#### Data supplied:

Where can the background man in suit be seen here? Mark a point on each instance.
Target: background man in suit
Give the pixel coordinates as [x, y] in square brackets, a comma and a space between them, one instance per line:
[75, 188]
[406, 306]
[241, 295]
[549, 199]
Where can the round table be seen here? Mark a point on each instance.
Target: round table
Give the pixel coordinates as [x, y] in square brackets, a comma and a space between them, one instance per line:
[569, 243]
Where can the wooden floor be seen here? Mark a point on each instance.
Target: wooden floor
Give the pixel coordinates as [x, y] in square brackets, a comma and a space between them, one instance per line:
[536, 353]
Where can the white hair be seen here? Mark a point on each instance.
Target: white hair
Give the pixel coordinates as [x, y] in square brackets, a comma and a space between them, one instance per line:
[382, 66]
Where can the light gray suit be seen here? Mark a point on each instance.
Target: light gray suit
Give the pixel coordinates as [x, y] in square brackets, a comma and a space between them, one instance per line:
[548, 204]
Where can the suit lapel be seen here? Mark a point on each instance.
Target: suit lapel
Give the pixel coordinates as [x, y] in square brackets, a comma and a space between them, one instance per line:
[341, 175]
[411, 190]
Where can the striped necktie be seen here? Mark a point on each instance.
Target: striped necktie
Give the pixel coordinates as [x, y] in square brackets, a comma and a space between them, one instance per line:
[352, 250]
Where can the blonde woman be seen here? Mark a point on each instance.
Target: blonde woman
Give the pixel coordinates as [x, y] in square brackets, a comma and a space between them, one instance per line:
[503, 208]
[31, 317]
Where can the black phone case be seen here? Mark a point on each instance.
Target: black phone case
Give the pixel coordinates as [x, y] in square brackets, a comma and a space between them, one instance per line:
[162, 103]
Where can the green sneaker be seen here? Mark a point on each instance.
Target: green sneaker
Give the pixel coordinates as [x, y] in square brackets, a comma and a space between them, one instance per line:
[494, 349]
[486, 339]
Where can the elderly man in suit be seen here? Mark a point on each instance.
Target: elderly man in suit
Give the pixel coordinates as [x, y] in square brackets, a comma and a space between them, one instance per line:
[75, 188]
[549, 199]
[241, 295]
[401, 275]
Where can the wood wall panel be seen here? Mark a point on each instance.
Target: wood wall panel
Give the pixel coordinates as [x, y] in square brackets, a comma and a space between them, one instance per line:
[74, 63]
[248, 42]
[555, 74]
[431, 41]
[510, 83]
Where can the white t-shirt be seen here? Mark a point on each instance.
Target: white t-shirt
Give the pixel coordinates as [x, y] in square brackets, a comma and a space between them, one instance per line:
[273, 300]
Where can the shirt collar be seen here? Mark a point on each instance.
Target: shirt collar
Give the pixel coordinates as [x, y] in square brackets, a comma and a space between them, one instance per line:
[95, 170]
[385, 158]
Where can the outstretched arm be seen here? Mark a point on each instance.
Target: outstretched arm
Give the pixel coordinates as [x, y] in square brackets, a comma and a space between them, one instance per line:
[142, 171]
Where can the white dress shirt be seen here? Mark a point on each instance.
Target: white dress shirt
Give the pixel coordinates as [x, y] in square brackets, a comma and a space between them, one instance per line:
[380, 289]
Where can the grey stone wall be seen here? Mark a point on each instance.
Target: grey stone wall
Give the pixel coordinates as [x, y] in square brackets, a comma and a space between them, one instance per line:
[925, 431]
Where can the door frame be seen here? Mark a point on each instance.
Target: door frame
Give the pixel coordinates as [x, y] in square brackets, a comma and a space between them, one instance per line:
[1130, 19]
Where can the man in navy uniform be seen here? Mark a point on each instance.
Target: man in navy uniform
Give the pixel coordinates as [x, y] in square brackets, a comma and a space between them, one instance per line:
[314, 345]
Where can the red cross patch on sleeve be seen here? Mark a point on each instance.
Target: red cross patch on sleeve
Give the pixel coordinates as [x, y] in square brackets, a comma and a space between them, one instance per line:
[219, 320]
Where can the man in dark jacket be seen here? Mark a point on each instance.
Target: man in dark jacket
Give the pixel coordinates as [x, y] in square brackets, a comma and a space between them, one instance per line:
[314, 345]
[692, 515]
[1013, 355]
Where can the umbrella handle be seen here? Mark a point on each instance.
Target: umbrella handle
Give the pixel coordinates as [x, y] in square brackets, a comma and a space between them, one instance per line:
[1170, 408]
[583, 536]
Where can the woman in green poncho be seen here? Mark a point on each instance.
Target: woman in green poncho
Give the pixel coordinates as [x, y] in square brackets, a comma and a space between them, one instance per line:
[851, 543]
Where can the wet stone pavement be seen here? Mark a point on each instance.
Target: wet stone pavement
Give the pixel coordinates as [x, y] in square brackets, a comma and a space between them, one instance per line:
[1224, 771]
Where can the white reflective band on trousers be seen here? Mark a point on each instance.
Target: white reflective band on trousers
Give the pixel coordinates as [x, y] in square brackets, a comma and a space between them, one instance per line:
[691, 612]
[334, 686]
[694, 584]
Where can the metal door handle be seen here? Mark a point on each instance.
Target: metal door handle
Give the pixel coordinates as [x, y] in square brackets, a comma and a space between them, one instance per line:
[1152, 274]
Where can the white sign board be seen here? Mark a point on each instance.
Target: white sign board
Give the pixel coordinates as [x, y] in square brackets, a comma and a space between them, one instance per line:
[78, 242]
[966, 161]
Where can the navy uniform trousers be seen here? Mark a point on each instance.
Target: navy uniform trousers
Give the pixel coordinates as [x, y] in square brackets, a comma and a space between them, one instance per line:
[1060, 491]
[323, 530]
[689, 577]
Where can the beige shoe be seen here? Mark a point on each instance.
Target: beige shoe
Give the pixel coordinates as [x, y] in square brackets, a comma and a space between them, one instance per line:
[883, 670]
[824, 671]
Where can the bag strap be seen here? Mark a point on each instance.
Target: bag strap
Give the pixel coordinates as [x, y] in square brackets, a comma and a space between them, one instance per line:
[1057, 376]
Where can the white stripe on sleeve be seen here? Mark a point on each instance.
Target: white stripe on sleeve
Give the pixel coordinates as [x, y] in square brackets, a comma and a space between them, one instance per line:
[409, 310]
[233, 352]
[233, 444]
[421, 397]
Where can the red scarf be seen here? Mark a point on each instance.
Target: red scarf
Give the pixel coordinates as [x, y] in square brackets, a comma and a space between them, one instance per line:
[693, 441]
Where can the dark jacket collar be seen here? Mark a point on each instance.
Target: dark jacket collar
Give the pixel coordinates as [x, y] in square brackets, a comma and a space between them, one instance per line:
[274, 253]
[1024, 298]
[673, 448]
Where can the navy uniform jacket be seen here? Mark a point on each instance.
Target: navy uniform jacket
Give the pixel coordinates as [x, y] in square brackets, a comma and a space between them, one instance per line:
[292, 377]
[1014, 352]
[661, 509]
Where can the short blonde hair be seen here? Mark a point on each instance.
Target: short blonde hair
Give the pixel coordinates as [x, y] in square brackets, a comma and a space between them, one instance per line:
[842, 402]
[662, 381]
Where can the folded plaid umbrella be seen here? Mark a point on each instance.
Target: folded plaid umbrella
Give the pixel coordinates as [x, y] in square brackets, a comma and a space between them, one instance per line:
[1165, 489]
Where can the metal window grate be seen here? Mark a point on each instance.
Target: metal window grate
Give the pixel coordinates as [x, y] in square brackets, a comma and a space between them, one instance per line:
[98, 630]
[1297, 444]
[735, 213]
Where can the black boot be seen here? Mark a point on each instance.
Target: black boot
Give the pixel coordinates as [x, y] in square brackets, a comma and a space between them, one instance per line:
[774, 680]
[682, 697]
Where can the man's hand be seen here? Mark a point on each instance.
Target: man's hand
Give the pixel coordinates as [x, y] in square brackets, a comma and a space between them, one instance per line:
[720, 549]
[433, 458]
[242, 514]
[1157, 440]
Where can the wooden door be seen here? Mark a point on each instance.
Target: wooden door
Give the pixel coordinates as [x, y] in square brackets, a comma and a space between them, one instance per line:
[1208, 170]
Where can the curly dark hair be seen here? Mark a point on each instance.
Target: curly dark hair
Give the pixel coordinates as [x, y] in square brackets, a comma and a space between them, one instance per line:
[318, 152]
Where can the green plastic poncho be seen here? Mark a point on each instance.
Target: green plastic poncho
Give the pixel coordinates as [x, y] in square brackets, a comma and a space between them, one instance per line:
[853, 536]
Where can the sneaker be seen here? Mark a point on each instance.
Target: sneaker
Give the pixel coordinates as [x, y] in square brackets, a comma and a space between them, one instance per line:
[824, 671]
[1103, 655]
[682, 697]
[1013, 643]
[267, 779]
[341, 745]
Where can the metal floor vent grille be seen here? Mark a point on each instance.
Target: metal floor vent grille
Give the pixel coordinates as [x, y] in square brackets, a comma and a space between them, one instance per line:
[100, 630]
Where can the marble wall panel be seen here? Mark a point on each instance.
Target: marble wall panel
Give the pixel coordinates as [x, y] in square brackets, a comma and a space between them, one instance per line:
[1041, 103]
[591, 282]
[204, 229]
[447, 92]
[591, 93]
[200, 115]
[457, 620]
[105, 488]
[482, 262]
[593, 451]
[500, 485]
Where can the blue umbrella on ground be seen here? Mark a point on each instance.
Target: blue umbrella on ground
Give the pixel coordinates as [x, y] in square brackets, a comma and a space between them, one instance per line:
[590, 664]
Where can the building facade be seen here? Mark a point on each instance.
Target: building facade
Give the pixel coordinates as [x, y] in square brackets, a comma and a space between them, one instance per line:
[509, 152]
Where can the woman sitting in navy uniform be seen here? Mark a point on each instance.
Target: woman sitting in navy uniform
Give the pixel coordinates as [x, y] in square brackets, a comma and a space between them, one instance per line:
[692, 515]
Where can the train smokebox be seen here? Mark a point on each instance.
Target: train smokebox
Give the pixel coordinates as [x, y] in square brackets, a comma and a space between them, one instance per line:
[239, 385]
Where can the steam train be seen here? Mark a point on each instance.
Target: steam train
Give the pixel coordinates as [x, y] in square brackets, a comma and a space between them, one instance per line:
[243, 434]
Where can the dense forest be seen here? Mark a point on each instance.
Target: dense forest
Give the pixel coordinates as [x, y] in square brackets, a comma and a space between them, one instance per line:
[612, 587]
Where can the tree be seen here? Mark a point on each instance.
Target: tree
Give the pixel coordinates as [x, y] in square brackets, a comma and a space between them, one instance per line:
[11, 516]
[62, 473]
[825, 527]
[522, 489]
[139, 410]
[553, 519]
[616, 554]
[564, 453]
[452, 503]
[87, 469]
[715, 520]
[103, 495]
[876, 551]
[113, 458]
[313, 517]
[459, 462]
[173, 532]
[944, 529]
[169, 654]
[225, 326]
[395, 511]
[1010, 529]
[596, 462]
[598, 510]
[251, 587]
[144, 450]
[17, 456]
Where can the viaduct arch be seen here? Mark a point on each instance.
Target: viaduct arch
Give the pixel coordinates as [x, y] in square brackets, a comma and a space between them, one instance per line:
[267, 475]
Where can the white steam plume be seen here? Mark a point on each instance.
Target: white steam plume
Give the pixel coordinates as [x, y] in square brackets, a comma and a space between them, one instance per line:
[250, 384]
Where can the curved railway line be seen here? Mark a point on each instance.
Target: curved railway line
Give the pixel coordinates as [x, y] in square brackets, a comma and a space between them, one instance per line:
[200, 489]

#### Task instructions:
Convert the lines above into a Markdown table with the columns Line and Content. Start at the line containing "Where can the curved" and continue through the end of the rows, numbering each line and omitting blank lines.

#### Result of this exercise:
| Line | Content |
|---|---|
| 1 | Where can the curved railway line be seen here? Mark a point on each instance. |
| 2 | Target: curved railway line |
| 3 | Give the pixel coordinates as [x, y] in square brackets, a comma and a space between them, one instance per line: |
| 4 | [200, 489] |